Phrase grounding data:
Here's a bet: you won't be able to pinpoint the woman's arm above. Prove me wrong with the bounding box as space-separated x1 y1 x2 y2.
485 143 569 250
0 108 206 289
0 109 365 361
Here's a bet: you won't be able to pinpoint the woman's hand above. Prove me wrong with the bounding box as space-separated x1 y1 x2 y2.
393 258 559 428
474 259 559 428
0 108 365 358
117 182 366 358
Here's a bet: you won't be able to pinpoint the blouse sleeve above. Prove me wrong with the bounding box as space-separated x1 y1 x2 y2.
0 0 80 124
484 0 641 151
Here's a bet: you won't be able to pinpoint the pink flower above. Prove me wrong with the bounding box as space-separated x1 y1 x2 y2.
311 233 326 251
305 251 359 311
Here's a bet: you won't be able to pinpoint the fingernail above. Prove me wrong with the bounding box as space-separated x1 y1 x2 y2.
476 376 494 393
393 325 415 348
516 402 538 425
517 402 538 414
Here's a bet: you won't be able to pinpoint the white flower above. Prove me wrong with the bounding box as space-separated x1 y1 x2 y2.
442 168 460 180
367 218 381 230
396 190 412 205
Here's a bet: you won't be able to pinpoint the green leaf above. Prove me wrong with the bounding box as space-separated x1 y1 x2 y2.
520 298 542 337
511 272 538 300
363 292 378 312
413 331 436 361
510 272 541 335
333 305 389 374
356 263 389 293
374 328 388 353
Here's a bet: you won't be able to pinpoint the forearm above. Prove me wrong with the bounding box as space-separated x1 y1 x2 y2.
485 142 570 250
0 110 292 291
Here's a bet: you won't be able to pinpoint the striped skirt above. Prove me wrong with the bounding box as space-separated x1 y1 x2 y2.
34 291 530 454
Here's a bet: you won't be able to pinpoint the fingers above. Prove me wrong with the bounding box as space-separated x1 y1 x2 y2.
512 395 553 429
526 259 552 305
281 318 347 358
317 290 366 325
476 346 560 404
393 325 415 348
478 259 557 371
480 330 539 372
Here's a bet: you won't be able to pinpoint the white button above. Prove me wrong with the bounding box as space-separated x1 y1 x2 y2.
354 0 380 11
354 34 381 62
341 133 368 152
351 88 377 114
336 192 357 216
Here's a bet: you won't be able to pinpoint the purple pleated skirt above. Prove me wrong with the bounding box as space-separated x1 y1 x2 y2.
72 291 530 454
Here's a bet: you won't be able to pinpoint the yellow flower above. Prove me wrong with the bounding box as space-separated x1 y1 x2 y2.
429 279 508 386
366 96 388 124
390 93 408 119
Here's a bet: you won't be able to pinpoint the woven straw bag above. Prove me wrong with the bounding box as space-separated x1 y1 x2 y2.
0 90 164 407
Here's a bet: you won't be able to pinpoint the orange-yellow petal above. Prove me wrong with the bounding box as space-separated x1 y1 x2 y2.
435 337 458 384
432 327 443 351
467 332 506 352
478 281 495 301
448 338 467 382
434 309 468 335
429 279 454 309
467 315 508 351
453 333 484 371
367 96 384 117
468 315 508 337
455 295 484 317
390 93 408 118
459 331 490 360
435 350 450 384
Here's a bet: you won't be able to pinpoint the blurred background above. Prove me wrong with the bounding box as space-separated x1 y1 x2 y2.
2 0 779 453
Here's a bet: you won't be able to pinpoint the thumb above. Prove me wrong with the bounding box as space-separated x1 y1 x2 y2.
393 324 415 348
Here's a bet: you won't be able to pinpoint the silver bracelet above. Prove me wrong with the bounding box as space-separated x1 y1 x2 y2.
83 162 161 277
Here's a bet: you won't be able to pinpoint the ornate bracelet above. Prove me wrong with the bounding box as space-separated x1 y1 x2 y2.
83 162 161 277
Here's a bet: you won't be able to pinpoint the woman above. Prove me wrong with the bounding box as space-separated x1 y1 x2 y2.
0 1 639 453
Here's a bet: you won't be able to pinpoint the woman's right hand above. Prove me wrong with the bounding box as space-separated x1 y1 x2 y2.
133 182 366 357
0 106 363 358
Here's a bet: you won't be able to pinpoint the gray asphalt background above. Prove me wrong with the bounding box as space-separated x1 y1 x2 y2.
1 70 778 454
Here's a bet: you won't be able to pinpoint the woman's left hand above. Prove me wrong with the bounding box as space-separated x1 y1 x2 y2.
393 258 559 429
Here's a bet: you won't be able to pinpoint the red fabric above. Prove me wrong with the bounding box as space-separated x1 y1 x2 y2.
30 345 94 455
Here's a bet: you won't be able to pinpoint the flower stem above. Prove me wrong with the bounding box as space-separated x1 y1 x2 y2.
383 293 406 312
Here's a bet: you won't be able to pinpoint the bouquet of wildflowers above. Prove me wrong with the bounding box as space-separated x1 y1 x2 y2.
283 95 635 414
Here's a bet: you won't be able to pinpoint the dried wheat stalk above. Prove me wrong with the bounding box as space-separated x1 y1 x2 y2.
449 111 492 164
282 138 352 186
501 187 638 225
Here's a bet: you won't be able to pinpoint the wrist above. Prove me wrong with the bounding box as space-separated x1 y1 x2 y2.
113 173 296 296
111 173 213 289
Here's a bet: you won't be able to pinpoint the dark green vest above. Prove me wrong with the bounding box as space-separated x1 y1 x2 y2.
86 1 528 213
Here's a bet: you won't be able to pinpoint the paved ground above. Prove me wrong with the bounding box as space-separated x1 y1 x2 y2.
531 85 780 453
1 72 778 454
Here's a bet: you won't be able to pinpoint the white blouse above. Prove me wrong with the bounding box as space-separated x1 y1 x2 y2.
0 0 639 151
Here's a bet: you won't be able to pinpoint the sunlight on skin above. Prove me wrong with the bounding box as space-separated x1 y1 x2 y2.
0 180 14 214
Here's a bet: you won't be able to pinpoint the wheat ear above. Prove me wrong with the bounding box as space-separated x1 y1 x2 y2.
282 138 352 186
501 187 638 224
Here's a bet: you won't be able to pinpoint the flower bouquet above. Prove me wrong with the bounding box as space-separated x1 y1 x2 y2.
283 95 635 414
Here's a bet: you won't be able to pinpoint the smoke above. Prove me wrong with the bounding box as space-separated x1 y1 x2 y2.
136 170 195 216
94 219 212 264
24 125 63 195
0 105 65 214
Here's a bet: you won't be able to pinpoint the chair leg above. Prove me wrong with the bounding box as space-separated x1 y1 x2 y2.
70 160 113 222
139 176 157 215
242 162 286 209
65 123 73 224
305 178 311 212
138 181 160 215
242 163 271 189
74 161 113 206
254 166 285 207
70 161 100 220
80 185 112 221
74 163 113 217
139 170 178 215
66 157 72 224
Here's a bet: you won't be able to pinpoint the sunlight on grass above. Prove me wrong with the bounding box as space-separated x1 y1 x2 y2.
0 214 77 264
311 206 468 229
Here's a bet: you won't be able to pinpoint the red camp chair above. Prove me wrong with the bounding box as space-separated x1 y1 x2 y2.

• [What you will do]: Where the line containing "the flower bouquet" appears, start copying, and go on exactly through the last line of the data.

• [Solution to this problem]:
Here's a bet: you won't be able to pinpoint the flower bouquet above. Prove me wrong with the bounding box as space-separated x1 y1 x2 y2.
283 95 635 414
Here's a bet: you won't be able to pinpoint the smoke above. Prove me wrong with the bounding box as space-separated x1 y1 x2 y2.
136 170 195 216
94 219 212 264
24 125 63 195
0 105 65 214
Here's a bet: you won't be able to pinpoint the chair leg above. Prove me wrong with the bounding box as space-separated x1 y1 x2 y2.
70 160 113 222
139 176 157 215
242 162 286 209
65 123 73 224
305 178 311 212
138 181 160 215
242 163 271 189
74 161 113 206
254 166 285 207
70 161 100 220
80 185 112 221
74 163 113 217
139 170 178 215
66 157 72 224
Here's a bet: you won't be able to pinpoint the sunlight on grass above. Prove me wrong with the bounding box as space-separated x1 y1 x2 y2.
0 214 77 264
311 206 468 229
Here's a bet: you won't be able to pinpoint the red camp chair above. Prove me wrong with the bounding box as space-separated x1 y1 x2 y2.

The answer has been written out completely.